This reminds me of the TED talk about being wrong. It opens with the question "What does it feel like to be wrong?" And, of course, the answer is that it feels just like being right. It is only after you determine you are wrong, that you feel differently.
I think for a lot of people, positive and negative emotions are labelled according to what happens after them, or how the person thinks of themselves. We can be anxious or excited when we have the rush of adrenaline, we can feel sorrow or joy when something touches us deeply, we can experience contentment or boredom when we can find no motivation to act in any way, we can be passionate or angry when our blood rises, we can laugh uncontrollably when terrified or when deeply amused. They feel very much the same, until we think about what we are feeling, and give them a meaning. According to some standard theories of emotion (James-Lange and its refinements through to Gross and Barrett) they really are exactly the same until labelled. Then they are classified, and these reactions become part of our character. In the future, the same emotion is then going to be positive or negative according to its past consequences.

### Entries supplied
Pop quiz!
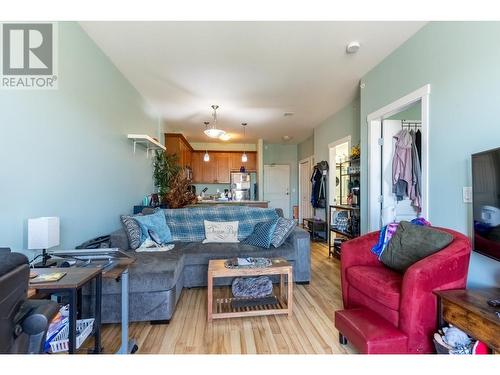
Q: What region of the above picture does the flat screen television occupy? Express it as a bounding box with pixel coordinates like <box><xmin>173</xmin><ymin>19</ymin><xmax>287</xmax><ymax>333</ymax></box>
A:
<box><xmin>472</xmin><ymin>148</ymin><xmax>500</xmax><ymax>261</ymax></box>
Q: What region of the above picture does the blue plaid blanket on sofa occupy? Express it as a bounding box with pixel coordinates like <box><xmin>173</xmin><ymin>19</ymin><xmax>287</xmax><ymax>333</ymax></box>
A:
<box><xmin>163</xmin><ymin>206</ymin><xmax>278</xmax><ymax>242</ymax></box>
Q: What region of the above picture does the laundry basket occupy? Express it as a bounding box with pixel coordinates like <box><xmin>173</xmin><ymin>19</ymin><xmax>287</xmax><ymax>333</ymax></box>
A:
<box><xmin>50</xmin><ymin>319</ymin><xmax>94</xmax><ymax>353</ymax></box>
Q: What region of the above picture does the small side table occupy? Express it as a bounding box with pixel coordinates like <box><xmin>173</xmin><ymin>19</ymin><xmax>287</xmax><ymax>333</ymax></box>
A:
<box><xmin>434</xmin><ymin>288</ymin><xmax>500</xmax><ymax>354</ymax></box>
<box><xmin>30</xmin><ymin>268</ymin><xmax>102</xmax><ymax>354</ymax></box>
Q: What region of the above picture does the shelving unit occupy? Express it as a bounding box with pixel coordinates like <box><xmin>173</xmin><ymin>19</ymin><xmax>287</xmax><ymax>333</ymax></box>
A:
<box><xmin>328</xmin><ymin>205</ymin><xmax>360</xmax><ymax>258</ymax></box>
<box><xmin>127</xmin><ymin>134</ymin><xmax>167</xmax><ymax>158</ymax></box>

### Action item A
Print everything in the passage about emotions from "This reminds me" down to "you feel differently.".
### Action item B
Answer these questions from the passage about emotions:
(i) With what question does the TED talk open?
(ii) Which theories of emotion are named?
(iii) What can we do uncontrollably both when terrified and when deeply amused?
### Action item C
Go on with the passage about emotions from where it stops.

### Reply A
This reminds me of the TED talk about being wrong. It opens with the question "What does it feel like to be wrong?" And, of course, the answer is that it feels just like being right. It is only after you determine you are wrong, that you feel differently.

### Reply B
(i) "What does it feel like to be wrong?"
(ii) James-Lange and its refinements through to Gross and Barrett.
(iii) Laugh.

### Reply C
I think that only a few emotions are implicitly and completely positive or negative, and they are physical pain and pleasure and the strongly moral emotions of pride, belonging, guilt and shame. As the more ambivalent emotions get tied up with those, they become positive or negative in tone.
Nietzsche does a really good job of carefully describing positive moods: cheerfulness, gaiety, joy, clarity, excitement, contentment, happiness, ecstasy, etc. consistently enough that we realize they come in so many flavors that are well and truly distinct. So the culture as a whole gives us the tools to see this. But most of us seem to have a refined palette of negative feelings and a few strong positive ones, and they label only one or two of those as happiness, and pursue mainly that one. (This is one way of looking at the classical alchemy of humors: your balance of humors harmonizes with certain emotional states, that chooses what you consider happiness, and that defines your character for life. It is true enough in practice that it seemed like the best force of nature on which to base medicine for centuries. The precursor of Jung's theory of functions is the other way.)
To me this seems a waste. I think that we feel many flavors of happiness that go unlabeled, and pass as neutral or negative experiences, until we miss them, or we get a strong enough dose to find our addictions, or we finally see the good that comes of the different kinds of logic that the different emotions bias us toward.
So yes, I think it is probably the norm to not know most of the forms of happiness you actually experience, at least for the kinds of feeling that do not fit into your own self-image or character.